[Task details] Pull out every row below that contains the string "side", matching case exactly.
* BEGIN Excerpted data *
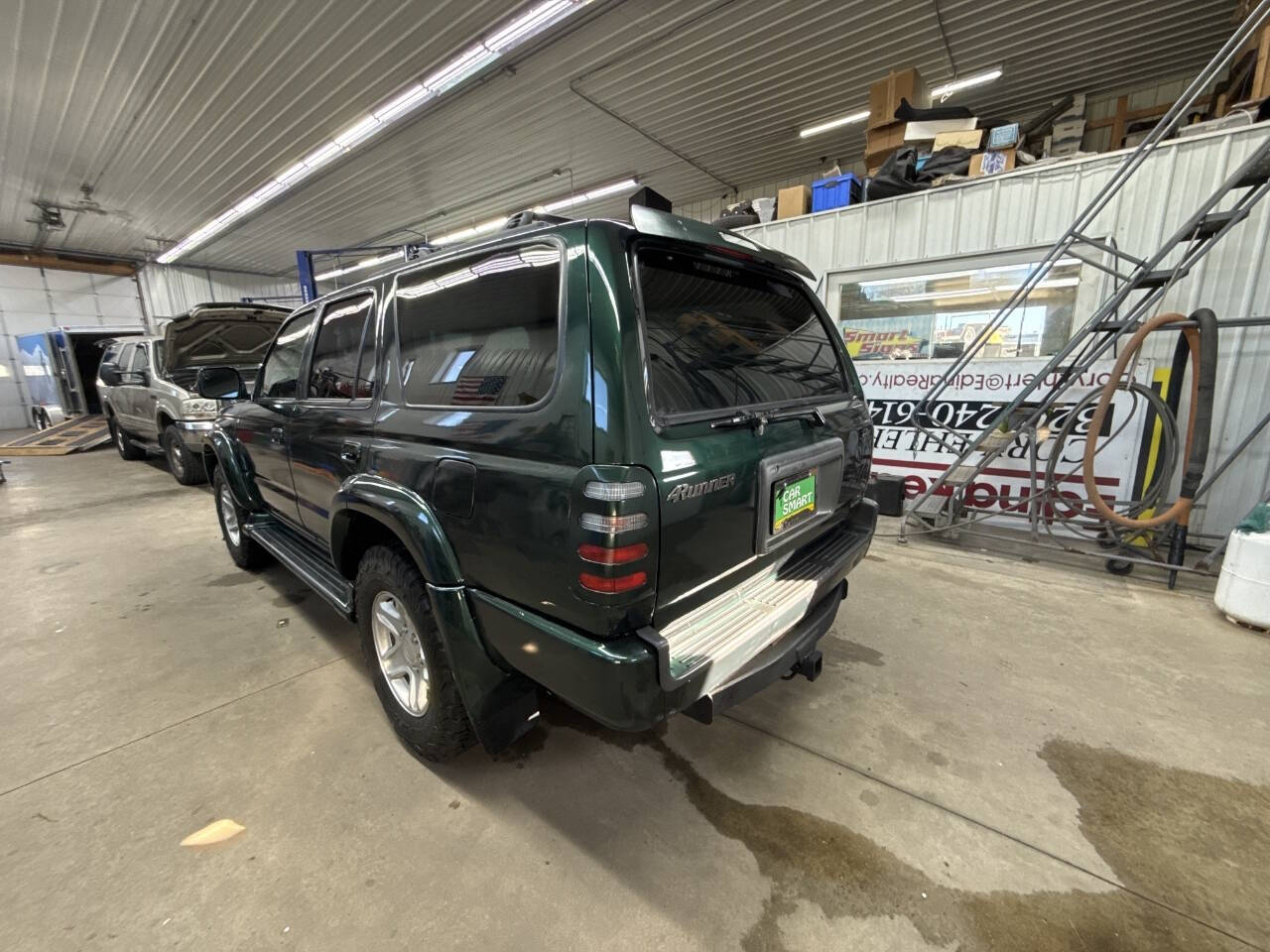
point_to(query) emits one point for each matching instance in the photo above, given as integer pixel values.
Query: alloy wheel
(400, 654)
* END Excerpted data *
* BEGIN Excerpted data *
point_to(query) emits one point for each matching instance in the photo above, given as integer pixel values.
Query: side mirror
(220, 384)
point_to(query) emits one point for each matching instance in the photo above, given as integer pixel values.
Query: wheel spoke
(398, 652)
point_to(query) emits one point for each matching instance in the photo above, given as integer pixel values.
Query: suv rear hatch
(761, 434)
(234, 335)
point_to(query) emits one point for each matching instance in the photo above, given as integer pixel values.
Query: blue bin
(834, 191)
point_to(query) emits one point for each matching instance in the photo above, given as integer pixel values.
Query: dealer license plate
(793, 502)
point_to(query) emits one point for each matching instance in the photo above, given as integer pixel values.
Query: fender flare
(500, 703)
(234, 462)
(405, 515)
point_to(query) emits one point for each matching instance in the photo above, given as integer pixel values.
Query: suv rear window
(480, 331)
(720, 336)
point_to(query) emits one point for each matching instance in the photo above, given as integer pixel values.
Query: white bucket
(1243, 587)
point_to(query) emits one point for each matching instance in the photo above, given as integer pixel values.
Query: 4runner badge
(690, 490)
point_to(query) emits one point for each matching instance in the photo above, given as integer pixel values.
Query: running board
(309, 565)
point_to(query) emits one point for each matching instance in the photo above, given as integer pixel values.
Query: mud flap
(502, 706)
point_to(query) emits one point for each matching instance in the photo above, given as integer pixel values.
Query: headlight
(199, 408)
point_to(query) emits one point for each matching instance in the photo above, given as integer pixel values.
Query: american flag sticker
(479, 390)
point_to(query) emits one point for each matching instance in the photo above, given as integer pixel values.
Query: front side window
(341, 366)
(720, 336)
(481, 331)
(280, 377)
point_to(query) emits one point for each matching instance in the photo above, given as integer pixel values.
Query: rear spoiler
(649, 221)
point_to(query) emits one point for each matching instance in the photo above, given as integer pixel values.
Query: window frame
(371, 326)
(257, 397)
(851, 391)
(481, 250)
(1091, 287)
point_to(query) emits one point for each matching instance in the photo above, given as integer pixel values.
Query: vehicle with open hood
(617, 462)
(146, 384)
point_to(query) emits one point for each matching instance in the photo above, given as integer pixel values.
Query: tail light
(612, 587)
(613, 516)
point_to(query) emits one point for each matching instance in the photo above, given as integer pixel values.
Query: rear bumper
* END Excerpted data *
* BEGIN Excerpted data *
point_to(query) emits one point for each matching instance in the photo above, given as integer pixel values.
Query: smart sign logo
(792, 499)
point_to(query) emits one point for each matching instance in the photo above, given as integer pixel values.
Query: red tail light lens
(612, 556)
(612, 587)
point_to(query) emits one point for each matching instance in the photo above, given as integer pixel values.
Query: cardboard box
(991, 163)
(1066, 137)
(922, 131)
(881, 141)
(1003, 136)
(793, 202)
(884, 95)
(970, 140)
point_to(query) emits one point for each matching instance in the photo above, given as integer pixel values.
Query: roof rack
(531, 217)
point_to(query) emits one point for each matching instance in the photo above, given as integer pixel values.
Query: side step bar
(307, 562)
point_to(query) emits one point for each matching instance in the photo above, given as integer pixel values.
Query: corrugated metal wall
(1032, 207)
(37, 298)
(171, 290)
* END Excerpted data *
[The response]
Query: side mirror
Query: front side window
Query: side step bar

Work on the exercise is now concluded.